**Document segment**
........
In a previous blog post I gave an overview of how research suggests a higher rate of PTSD in Vietnam veterans. Today, we’ll talk about a different, but related issue; how substance abuse ties into the equation. Addiction and alcoholism often co-occur among veterans with PTSD. Because of the high rate of PTSD in Vietnam veterans specifically, addiction and alcoholism can also pose a significant problem for those that fought in Vietnam.
How PTSD & Substance Abuse Are Related
PTSD can cause symptoms such as anxiety, depression, suicidal thoughts, anger problems, difficulty sleeping, and feelings of panic, among various other things. In order to cope with these symptoms, it’s not uncommon for a veteran to turn to drugs or alcohol. Veterans with PTSD may turn to drugs or alcohol as a way to numb the pain they’re feeling, or as a way to feel some control over their lives.
Research suggests that something called endorphin withdrawal plays a role in why veterans use alcohol or drugs in an attempt to control their PTSD symptoms. Endorphins are brain chemicals known as neurotransmitters. Their function is to transmit electrical signals within a person’s nervous system. Endorphins interact with opiate receptors in the brain in order to reduce a person’s perception of pain. In this way, endorphins act similarly to drugs such as morphine and codeine. In addition to decreasing the feeling of pain, endorphins can produce feelings of euphoria. When a person goes through a traumatic event, such as war, their brain produces endorphins to combat the high stress situation. Simply put, when a person’s brain releases high endorphin levels they are able to feel less pain and less of the negative side effects of stress.
........
[Data items]
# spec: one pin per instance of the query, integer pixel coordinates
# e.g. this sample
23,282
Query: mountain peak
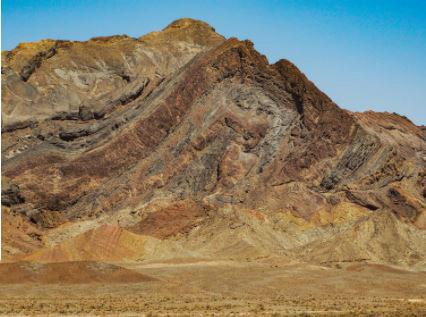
188,23
186,30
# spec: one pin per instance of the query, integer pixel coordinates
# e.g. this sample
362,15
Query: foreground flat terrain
212,288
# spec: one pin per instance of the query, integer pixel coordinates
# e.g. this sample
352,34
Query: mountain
182,143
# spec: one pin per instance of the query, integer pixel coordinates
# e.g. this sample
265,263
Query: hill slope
200,144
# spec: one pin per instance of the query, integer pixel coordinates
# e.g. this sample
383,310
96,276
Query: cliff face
200,146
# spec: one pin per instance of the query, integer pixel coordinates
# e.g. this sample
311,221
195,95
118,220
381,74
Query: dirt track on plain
205,288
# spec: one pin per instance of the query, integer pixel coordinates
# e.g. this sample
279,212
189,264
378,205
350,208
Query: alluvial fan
182,143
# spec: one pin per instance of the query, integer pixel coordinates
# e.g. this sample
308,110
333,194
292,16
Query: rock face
199,145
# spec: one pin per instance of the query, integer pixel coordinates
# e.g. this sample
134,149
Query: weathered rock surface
199,145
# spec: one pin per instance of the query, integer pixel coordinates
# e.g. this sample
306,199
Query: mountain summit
182,143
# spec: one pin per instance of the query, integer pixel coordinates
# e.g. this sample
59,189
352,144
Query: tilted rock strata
184,136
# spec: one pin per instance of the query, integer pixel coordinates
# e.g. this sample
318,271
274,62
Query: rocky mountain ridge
197,146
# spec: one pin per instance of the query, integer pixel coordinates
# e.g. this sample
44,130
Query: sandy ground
218,288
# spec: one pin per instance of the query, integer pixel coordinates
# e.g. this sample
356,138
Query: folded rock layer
184,143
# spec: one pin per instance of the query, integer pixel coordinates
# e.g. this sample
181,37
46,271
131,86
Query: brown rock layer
183,135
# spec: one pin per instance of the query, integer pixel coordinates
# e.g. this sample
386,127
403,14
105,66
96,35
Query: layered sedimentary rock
200,147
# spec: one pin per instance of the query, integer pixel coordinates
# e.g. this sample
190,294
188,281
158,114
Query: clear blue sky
365,54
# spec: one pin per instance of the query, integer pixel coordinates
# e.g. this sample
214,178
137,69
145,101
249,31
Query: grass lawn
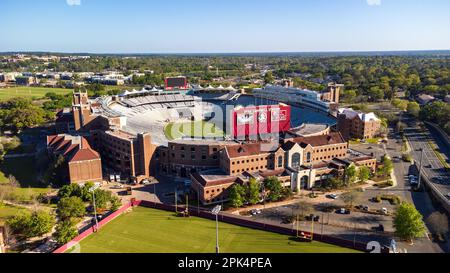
7,211
153,231
23,170
196,129
30,92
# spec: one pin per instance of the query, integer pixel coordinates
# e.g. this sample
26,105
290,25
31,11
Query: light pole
216,211
95,209
420,169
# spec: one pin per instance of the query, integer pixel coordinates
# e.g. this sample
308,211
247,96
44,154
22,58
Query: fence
230,219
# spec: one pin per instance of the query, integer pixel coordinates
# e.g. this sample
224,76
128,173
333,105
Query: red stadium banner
175,83
260,120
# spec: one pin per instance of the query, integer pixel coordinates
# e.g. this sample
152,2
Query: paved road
433,168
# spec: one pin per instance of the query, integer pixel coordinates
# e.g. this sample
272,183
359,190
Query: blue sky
189,26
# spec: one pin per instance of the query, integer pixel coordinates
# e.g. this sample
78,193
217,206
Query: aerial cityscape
220,135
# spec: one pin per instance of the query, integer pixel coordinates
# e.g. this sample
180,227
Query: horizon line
226,53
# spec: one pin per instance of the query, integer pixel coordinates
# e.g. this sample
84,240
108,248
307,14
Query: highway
432,166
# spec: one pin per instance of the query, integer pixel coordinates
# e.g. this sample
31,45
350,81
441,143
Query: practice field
153,231
30,92
194,129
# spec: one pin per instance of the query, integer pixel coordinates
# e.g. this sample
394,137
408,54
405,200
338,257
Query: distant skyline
223,26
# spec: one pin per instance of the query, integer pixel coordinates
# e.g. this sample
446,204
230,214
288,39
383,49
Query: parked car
380,228
363,207
145,182
343,211
332,196
255,212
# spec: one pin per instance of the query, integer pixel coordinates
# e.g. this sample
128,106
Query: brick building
81,163
357,125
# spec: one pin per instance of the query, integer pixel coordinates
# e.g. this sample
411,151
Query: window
308,157
280,161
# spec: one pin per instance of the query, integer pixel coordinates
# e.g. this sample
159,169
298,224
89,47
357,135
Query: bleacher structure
151,102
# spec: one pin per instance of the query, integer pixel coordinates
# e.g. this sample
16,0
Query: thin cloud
373,2
73,2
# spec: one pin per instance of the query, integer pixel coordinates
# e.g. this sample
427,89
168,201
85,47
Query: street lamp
420,169
216,211
93,199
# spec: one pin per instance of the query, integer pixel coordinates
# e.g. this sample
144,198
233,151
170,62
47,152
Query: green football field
30,92
153,231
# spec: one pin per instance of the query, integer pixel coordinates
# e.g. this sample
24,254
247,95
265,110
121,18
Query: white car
146,182
255,211
333,196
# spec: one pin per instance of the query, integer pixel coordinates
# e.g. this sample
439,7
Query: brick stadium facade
300,161
356,125
81,163
130,155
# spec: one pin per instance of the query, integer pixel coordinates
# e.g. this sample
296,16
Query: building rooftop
213,177
322,140
351,114
250,149
309,129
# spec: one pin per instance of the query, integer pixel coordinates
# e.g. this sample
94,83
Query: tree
65,231
376,93
413,108
71,207
349,95
69,191
5,192
116,203
363,174
275,188
400,104
438,222
303,207
253,191
387,166
350,174
237,193
33,224
268,78
351,197
102,199
408,222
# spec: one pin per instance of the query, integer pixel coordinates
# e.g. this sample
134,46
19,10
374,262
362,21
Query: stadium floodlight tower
216,211
92,189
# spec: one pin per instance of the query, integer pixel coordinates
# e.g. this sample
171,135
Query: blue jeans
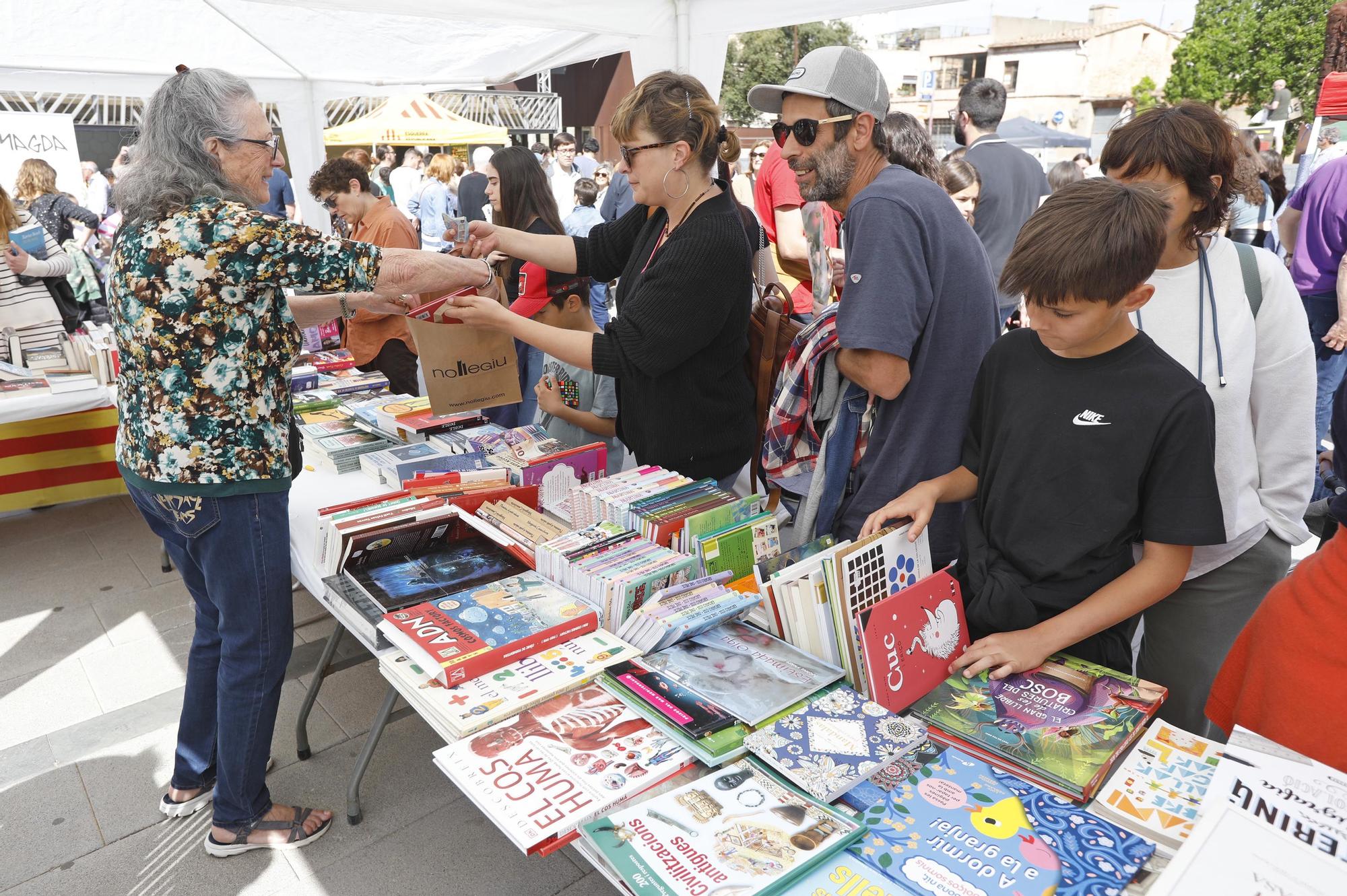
1330,365
234,553
599,303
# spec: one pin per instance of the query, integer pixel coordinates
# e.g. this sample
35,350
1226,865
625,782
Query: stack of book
473,631
1061,727
742,831
715,689
614,568
521,522
480,703
684,611
1159,788
566,743
814,602
339,452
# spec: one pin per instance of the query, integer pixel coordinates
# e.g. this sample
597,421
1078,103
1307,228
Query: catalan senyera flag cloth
51,460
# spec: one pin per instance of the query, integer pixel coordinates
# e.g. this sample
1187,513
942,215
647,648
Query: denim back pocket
189,516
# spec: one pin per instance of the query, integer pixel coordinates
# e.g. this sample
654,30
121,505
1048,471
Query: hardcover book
476,704
561,763
910,640
743,670
742,833
1061,726
1160,786
833,743
480,630
958,831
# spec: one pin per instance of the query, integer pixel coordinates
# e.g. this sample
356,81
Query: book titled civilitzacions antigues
740,832
1061,726
482,703
561,763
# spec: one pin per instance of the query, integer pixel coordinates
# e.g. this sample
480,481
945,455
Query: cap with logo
538,287
830,73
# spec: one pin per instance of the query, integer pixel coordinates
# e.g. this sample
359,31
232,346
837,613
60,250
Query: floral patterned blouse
207,338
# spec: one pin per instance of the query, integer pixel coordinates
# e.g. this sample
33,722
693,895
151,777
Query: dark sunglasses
273,143
630,152
806,129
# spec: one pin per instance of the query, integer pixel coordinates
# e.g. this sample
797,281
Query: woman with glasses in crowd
205,439
677,350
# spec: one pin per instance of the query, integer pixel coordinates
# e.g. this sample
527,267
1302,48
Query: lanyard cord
1204,275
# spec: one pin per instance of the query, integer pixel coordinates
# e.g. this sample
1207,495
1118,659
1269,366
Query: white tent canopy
300,54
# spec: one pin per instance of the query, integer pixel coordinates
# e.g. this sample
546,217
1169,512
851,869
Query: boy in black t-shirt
1084,438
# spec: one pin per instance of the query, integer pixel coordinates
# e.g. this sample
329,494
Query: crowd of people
1121,478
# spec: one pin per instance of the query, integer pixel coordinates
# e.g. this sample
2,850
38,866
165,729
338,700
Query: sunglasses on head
806,129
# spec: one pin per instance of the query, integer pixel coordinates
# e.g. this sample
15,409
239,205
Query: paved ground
94,641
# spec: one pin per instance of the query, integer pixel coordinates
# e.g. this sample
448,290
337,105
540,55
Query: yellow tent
414,121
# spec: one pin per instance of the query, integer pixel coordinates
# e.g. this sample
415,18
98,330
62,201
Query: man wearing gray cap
919,306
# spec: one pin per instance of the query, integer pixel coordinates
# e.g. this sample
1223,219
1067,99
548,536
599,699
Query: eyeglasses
630,152
806,129
273,141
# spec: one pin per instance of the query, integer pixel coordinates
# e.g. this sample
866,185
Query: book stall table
57,448
310,491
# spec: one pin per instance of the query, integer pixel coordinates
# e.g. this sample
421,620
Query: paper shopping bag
465,368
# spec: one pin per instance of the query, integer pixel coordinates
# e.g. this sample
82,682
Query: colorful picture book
483,629
1158,790
910,640
958,831
561,763
684,611
834,742
479,703
744,670
1061,726
740,832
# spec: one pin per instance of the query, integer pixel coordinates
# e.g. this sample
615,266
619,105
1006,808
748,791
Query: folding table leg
320,672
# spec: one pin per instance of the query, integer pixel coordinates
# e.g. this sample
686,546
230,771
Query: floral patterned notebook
836,742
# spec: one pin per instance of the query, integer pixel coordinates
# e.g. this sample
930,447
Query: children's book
1061,726
561,763
476,704
1098,858
480,630
1159,788
834,743
958,831
743,670
740,832
910,640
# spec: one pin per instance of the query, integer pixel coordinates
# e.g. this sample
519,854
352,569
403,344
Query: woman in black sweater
677,350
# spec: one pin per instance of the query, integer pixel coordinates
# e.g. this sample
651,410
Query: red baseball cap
538,287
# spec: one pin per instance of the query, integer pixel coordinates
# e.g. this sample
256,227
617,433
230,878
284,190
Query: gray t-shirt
597,394
1283,100
919,287
1012,183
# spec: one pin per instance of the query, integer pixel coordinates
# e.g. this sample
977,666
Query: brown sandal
297,839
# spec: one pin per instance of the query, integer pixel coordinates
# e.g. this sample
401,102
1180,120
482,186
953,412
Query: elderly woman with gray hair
207,337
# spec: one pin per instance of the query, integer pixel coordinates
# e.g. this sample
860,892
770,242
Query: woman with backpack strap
1259,368
678,347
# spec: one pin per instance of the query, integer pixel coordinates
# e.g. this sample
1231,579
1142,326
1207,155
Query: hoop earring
688,182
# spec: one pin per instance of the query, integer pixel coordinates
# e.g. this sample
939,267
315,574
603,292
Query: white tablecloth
315,489
20,408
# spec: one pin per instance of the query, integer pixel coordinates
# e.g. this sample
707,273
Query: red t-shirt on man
777,188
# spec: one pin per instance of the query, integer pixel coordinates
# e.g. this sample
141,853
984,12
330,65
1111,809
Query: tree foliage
768,57
1239,47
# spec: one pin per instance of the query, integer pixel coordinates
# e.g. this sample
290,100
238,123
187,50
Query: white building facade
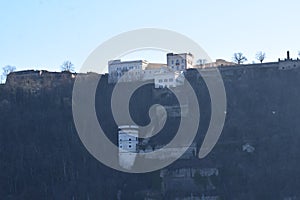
128,144
163,75
180,62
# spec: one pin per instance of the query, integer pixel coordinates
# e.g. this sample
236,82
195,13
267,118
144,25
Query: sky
42,34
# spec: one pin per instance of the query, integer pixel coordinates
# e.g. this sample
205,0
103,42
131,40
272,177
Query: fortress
256,157
171,74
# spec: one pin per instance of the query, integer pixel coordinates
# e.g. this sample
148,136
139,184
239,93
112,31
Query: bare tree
260,56
67,66
239,58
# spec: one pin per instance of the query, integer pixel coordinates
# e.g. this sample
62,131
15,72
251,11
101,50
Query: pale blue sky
40,34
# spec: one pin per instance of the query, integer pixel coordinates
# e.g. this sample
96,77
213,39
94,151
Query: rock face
42,157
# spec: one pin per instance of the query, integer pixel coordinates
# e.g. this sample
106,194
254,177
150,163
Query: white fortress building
127,142
163,75
180,62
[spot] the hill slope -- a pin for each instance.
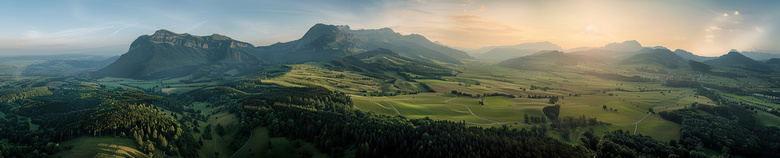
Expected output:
(548, 60)
(660, 57)
(377, 62)
(690, 56)
(736, 59)
(326, 42)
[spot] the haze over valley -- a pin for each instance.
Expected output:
(390, 79)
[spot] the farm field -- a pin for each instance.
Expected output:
(106, 146)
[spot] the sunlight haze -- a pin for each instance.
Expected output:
(708, 28)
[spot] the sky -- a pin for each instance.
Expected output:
(704, 27)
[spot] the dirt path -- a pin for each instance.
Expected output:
(247, 142)
(637, 123)
(467, 107)
(391, 105)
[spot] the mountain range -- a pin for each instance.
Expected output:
(167, 54)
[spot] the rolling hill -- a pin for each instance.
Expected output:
(737, 60)
(548, 60)
(326, 42)
(690, 56)
(168, 54)
(380, 61)
(659, 57)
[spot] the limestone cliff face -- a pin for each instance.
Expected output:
(164, 53)
(325, 42)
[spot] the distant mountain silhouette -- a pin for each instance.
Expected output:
(627, 46)
(773, 61)
(168, 54)
(659, 57)
(612, 51)
(326, 42)
(760, 56)
(378, 62)
(690, 56)
(737, 60)
(549, 60)
(513, 51)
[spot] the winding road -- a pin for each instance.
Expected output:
(247, 142)
(391, 105)
(637, 123)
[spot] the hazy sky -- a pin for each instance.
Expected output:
(703, 27)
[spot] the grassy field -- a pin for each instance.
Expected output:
(627, 102)
(767, 119)
(448, 107)
(169, 85)
(220, 144)
(261, 145)
(107, 146)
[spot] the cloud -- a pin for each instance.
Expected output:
(196, 26)
(64, 34)
(468, 3)
(713, 28)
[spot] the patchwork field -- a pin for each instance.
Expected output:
(106, 146)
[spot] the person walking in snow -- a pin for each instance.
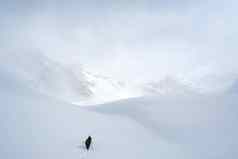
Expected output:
(88, 142)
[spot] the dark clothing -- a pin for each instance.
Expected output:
(88, 142)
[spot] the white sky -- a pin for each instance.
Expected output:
(138, 40)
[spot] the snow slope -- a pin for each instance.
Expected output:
(35, 126)
(205, 125)
(44, 75)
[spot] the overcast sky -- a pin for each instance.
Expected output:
(140, 40)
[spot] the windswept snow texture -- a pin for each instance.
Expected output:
(35, 126)
(40, 73)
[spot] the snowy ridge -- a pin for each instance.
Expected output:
(34, 125)
(46, 76)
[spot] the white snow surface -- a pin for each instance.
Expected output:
(181, 126)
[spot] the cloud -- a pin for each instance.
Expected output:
(136, 40)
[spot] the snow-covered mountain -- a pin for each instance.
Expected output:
(44, 75)
(168, 86)
(33, 125)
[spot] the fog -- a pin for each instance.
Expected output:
(139, 40)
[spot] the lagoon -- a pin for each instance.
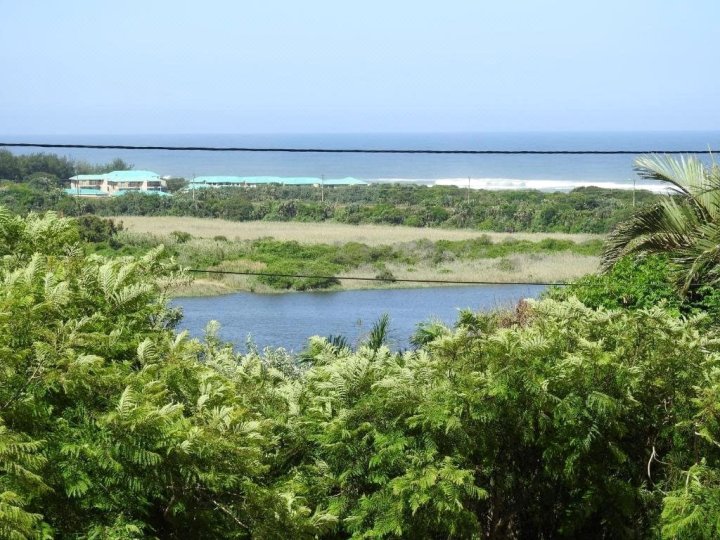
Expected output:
(287, 320)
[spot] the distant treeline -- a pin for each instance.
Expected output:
(589, 210)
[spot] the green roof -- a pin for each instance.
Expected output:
(120, 176)
(208, 181)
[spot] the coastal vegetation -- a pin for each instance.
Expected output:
(558, 419)
(390, 254)
(590, 413)
(33, 183)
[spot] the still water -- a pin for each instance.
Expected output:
(287, 320)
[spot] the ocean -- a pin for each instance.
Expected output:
(546, 172)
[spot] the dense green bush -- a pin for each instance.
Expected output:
(558, 420)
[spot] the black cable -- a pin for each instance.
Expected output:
(390, 280)
(351, 150)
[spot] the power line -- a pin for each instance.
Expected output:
(350, 150)
(386, 280)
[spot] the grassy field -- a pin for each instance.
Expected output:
(372, 235)
(357, 251)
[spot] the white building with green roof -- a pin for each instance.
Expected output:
(116, 183)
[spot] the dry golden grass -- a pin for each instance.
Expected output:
(543, 268)
(319, 232)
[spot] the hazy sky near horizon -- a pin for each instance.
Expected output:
(162, 66)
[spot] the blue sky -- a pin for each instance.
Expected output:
(161, 66)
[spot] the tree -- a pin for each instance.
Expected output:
(684, 224)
........
Reproduce the part of the passage on PTSD and substance abuse starting at "How PTSD & Substance" and ending at "over their lives.". The listing is separate material with no connection to the passage on PTSD and substance abuse.

**Answer to this exercise**
How PTSD & Substance Abuse Are Related
PTSD can cause symptoms such as anxiety, depression, suicidal thoughts, anger problems, difficulty sleeping, and feelings of panic, among various other things. In order to cope with these symptoms, it’s not uncommon for a veteran to turn to drugs or alcohol. Veterans with PTSD may turn to drugs or alcohol as a way to numb the pain they’re feeling, or as a way to feel some control over their lives.